◆ Stated exercise
Retype the material that follows, keeping every word as it is.

── Data extract ──

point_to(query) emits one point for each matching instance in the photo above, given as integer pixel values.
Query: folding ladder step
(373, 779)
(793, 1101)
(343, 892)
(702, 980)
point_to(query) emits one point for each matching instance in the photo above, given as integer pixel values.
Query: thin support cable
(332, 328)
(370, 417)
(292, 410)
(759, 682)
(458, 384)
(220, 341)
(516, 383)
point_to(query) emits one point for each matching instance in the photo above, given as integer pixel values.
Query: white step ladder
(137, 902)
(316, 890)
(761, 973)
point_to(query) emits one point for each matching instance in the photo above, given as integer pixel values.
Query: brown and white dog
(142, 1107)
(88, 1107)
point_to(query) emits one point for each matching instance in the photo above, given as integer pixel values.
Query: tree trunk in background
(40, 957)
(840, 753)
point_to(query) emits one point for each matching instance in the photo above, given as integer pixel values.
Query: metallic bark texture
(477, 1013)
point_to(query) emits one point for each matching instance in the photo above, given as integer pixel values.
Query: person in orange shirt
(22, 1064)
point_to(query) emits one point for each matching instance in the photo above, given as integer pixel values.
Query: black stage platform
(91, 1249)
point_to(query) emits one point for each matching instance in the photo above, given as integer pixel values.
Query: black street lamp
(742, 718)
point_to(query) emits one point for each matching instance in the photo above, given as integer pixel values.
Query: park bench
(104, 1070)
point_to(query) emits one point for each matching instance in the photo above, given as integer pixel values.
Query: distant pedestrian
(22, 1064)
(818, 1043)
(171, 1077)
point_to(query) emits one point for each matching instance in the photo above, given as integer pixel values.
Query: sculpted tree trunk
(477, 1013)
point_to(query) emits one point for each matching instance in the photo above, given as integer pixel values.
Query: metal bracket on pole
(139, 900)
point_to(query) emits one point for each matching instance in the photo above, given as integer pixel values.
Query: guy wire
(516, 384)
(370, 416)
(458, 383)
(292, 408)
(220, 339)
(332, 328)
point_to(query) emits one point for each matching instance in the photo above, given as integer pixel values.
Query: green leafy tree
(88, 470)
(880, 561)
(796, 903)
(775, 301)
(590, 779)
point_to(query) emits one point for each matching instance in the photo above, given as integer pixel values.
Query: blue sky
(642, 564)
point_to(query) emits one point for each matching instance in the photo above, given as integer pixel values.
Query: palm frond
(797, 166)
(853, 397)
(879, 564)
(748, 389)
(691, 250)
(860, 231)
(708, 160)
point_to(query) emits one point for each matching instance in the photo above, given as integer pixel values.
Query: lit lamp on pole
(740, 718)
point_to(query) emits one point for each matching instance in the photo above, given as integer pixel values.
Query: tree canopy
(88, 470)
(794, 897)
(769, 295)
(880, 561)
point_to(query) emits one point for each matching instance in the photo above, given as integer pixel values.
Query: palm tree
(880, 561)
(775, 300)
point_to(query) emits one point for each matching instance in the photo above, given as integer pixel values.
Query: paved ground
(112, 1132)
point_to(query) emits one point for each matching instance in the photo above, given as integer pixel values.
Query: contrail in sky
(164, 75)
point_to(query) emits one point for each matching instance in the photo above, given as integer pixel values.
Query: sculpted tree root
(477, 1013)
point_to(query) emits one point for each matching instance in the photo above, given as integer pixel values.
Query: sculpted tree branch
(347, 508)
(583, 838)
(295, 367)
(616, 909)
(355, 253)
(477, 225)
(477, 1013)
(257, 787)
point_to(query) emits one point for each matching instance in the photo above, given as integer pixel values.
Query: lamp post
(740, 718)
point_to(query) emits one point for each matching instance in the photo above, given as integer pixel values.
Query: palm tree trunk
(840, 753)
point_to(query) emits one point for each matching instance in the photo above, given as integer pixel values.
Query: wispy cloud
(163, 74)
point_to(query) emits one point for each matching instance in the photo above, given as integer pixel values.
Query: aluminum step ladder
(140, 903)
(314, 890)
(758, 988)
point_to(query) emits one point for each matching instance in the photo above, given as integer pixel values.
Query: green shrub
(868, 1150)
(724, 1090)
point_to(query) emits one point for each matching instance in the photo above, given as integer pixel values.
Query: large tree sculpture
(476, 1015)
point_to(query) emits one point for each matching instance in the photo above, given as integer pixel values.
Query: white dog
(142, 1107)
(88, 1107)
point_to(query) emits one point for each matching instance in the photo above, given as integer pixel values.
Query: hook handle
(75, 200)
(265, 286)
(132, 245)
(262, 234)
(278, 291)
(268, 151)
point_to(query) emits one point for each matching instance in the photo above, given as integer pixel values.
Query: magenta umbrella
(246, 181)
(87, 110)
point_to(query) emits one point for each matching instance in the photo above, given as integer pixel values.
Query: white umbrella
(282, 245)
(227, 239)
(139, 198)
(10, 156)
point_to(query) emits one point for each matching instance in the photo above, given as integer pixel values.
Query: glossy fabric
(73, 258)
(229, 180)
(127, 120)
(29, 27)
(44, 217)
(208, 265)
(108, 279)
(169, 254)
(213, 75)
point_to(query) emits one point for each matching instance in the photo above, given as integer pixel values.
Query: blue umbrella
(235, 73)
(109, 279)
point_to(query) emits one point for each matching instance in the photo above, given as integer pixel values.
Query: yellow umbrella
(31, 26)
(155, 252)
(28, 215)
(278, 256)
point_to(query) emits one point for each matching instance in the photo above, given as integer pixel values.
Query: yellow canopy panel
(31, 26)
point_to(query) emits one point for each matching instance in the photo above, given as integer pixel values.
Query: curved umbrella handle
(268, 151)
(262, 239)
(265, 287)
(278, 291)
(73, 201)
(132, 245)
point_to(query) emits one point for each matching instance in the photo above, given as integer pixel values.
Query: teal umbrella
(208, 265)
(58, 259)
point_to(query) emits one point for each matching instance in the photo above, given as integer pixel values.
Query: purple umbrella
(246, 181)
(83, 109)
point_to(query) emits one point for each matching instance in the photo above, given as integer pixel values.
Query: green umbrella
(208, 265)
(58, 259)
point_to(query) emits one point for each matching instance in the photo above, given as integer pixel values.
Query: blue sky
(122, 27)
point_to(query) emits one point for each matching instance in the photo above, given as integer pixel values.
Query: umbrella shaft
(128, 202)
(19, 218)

───

◆ Final answer
point_to(query) emits one point for each matching instance in the photo above, given as integer pixel values.
Query: folding ladder step
(373, 779)
(793, 1101)
(343, 892)
(702, 980)
point_to(query) emits one point for each matching instance in the photo above, given as integer pixel values.
Query: thin support cable
(332, 328)
(370, 417)
(292, 410)
(759, 682)
(458, 384)
(220, 341)
(516, 383)
point_to(query) emits one point for each matching instance in the photo above, given as integer pixel values.
Query: white step ladder
(137, 902)
(316, 890)
(761, 973)
point_to(query) emits one point for each matching instance in the photo above, given as integer pixel values.
Query: brown and white dog
(142, 1107)
(88, 1107)
point_to(query) emits one point for each matching instance in the photo above, given as integer pixel values.
Query: tree trunk in background
(40, 957)
(840, 753)
point_to(query) emits one point for each matching instance in the photo above, given as integer pixel values.
Query: metallic bark texture
(477, 1013)
point_to(query) emits one point for each matching instance in the photo above, given as integer pixel values.
Query: person in orange shirt
(22, 1064)
point_to(query) emits one point for each matching instance in the photo above, given as integer pixel values.
Query: black stage platform
(91, 1249)
point_to(query) emits one point for each matching instance in the photo above, given as integer pixel values.
Query: black street lamp
(742, 718)
point_to(query) emits one point for each matching instance in the photo above, given as integer pixel values.
Query: park bench
(104, 1070)
point_to(query) emits one point for each matching instance in the photo above, given as integer pixel values.
Query: distant pedestrian
(22, 1064)
(818, 1043)
(171, 1077)
point_to(query) emits one point for each matching instance in the photo above, given as integer pixel values.
Query: sculpted tree trunk
(477, 1013)
point_to(query) emits one point for each matching instance in the photo above, given as integer pixel values.
Query: metal bracket on pole
(139, 900)
point_to(query) emits one point for each matching instance in the photo above, given as integer pixel values.
Query: guy wire
(516, 384)
(370, 416)
(458, 383)
(292, 408)
(220, 339)
(332, 328)
point_to(query) emits one point for each matching instance in the photo above, given as integer pixel values.
Query: green leafy tree
(88, 470)
(880, 561)
(796, 903)
(775, 301)
(590, 779)
point_to(query) emits one point for each matching instance in the photo above, given as integer pixel values.
Query: blue sky
(642, 564)
point_to(query) emits one point for each matching instance in the photo above, given as integer pixel values.
Query: palm frond
(797, 166)
(853, 397)
(879, 564)
(748, 389)
(691, 250)
(860, 231)
(708, 160)
point_to(query) emits one point for each matching instance in the photo above, given as integer pixel values.
Query: lit lamp on pole
(740, 718)
point_to(query) emits one point for each matching instance in the photo above, given as integer pixel values.
Query: tree canopy
(88, 470)
(794, 897)
(769, 295)
(880, 561)
point_to(query) emits one point for each matching instance in the photo above, given as integer pixel values.
Query: palm tree
(880, 561)
(775, 300)
point_to(query) emits one point for each matching instance in the photo above, given as integer pixel values.
Query: paved ground
(112, 1132)
point_to(query) emits one point for each matching instance in the photo above, given as integer pixel values.
Query: contrail in sky
(164, 75)
point_to(query) emits one point for each matching instance in the photo above, given as integer pixel values.
Query: sculpted tree root
(477, 1013)
point_to(query) emits one point for each matching instance in the photo above, given as integer pixel values.
Query: sculpted tree branch
(347, 508)
(583, 838)
(295, 367)
(616, 909)
(355, 253)
(477, 225)
(477, 1013)
(257, 787)
point_to(query) emits one point for each matching instance in the photo above, given as integer pixel values.
Query: lamp post
(740, 718)
point_to(query) emits one point for each matching instance in the photo above, given as integer pixel values.
Query: palm tree trunk
(840, 753)
point_to(query) emits one point for each matching instance in the photo above, given as integer pixel values.
Query: wispy cloud
(163, 74)
point_to(query) emits one point for each matching instance in the photo above, given as integer pixel values.
Query: aluminum step ladder
(140, 903)
(314, 890)
(758, 988)
point_to(query) emits one point for each matching instance in the photo above, given as integer pixel values.
Query: green shrub
(868, 1150)
(724, 1090)
point_to(query) emits one point for each matching instance in the photo above, given as integer pixel values.
Query: large tree sculpture
(476, 1015)
point_to(query) emits one point for each matching instance in the photo above, given as integer pixel values.
Query: white dog
(142, 1107)
(88, 1107)
point_to(query) emits one point for each matching instance in the photo above, given as integer pixel values.
Query: hook handle
(75, 200)
(265, 286)
(132, 245)
(262, 234)
(278, 291)
(268, 151)
point_to(query) emits one point for each matching instance in the photo above, given as integer pixel values.
Query: magenta umbrella
(246, 181)
(87, 110)
point_to(query) emits one point for each matching instance in the photo above, given as integer pixel values.
Query: white umbrella
(282, 245)
(227, 239)
(139, 198)
(10, 156)
point_to(query) emits one point for each matching instance in the photo above, given as integer pixel values.
Query: glossy fabric
(73, 258)
(229, 180)
(127, 120)
(29, 27)
(44, 217)
(208, 265)
(108, 279)
(169, 254)
(213, 75)
point_to(query) emits one point for each matching instance in the photo above, given as integer pixel values.
Query: blue umbrella
(235, 73)
(109, 279)
point_to(query) emits one point for each matching instance in the photo above, given as integer pixel values.
Query: yellow umbrella
(31, 26)
(155, 252)
(28, 215)
(278, 256)
point_to(query) emits one point for each matching instance in the photo above, given as integer pixel values.
Query: yellow canopy panel
(31, 26)
point_to(query) emits one point for each matching instance in the photo above, given as integer pixel values.
Query: curved umbrella handle
(268, 151)
(262, 239)
(265, 287)
(278, 291)
(73, 201)
(132, 245)
point_to(query) emits one point for each matching instance in the photo above, given as integer pixel values.
Query: teal umbrella
(208, 265)
(58, 259)
point_to(query) emits one point for each matching instance in the photo above, given as integer pixel values.
Query: purple umbrella
(246, 181)
(83, 109)
point_to(query) emits one point for each matching instance in the photo above, given as integer pixel values.
Query: green umbrella
(208, 265)
(58, 259)
point_to(query) emits one point for each matching instance in the photo above, given as integer pixel values.
Query: blue sky
(122, 27)
point_to(query) emits one point for each matching instance in the photo above, given as integer pixel values.
Query: umbrella shaft
(128, 202)
(19, 218)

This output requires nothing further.